[WHAT IS BEING ASKED]
Rewrite the material below, replacing "even-odd" with "nonzero" wherever it occurs and leaving everything else unchanged.

[RECORDS FOR PROCESSING]
•••
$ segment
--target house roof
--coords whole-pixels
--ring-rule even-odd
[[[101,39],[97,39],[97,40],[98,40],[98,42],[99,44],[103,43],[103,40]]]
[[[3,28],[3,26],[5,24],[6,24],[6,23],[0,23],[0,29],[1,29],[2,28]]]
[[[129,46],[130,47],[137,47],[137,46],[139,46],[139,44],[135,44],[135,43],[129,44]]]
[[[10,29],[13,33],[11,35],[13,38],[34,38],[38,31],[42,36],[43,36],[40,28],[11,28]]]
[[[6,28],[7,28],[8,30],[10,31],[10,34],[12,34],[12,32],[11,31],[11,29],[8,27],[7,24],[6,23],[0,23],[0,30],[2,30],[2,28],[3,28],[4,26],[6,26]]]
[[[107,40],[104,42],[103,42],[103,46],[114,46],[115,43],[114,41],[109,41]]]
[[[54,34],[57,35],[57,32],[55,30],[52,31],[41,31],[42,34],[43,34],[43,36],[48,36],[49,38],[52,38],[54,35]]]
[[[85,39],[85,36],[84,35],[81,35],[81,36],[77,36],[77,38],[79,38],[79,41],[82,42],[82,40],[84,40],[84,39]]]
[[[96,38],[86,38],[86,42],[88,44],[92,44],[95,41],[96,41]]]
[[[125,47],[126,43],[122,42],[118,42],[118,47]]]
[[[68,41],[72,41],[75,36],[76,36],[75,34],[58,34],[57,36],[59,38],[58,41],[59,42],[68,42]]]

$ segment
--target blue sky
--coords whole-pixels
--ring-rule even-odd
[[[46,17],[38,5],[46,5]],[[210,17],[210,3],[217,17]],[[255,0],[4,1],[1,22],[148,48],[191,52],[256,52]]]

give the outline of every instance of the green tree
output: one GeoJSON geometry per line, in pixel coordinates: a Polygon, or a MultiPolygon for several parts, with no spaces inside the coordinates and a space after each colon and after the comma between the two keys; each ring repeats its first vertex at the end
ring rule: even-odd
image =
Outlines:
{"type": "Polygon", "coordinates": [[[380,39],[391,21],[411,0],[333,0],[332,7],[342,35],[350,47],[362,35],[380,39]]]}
•••
[SOLUTION FOR THIS EXERCISE]
$ segment
--target house roof
--coords whole-pixels
--ring-rule nonzero
[[[101,39],[97,39],[97,40],[98,40],[98,42],[99,44],[103,43],[103,40]]]
[[[3,28],[3,26],[5,24],[6,24],[6,23],[0,23],[0,29],[1,29],[2,28]]]
[[[129,46],[130,47],[137,47],[137,46],[139,46],[139,44],[135,44],[135,43],[129,44]]]
[[[10,29],[13,33],[11,35],[13,38],[34,38],[38,31],[42,36],[43,36],[40,28],[11,28]]]
[[[6,28],[7,28],[8,30],[10,31],[10,34],[12,34],[12,32],[11,31],[11,29],[8,27],[7,24],[6,23],[0,23],[0,30],[2,30],[2,28],[3,28],[4,26],[6,26]]]
[[[107,40],[104,42],[103,42],[103,46],[114,46],[115,43],[114,41],[109,41]]]
[[[54,34],[57,35],[57,32],[55,30],[52,31],[41,31],[42,34],[43,34],[43,36],[48,36],[49,38],[52,38],[54,35]]]
[[[85,39],[85,36],[84,35],[81,35],[81,36],[77,36],[77,38],[79,38],[79,41],[82,42],[82,40],[84,40],[84,39]]]
[[[96,38],[86,38],[86,42],[88,44],[92,44],[95,41],[96,41]]]
[[[125,47],[126,43],[122,42],[118,42],[118,47]]]
[[[68,41],[72,41],[75,36],[76,36],[75,34],[58,34],[57,36],[59,38],[58,41],[59,42],[68,42]]]

$ segment
--target blue sky
--coords whole-pixels
--ring-rule nonzero
[[[46,17],[38,5],[46,5]],[[210,17],[210,3],[217,17]],[[255,0],[4,1],[1,22],[148,48],[191,52],[256,52]]]

give the outline of every instance of the green tree
output: one GeoJSON geometry per line, in pixel coordinates: a Polygon, or a MultiPolygon for several parts, with no spaces inside the coordinates and a space after each colon and after the comma between the two keys; each ring repeats its first vertex at the end
ring rule: nonzero
image =
Outlines:
{"type": "Polygon", "coordinates": [[[380,39],[391,21],[411,0],[333,0],[332,7],[342,35],[350,47],[362,35],[380,39]]]}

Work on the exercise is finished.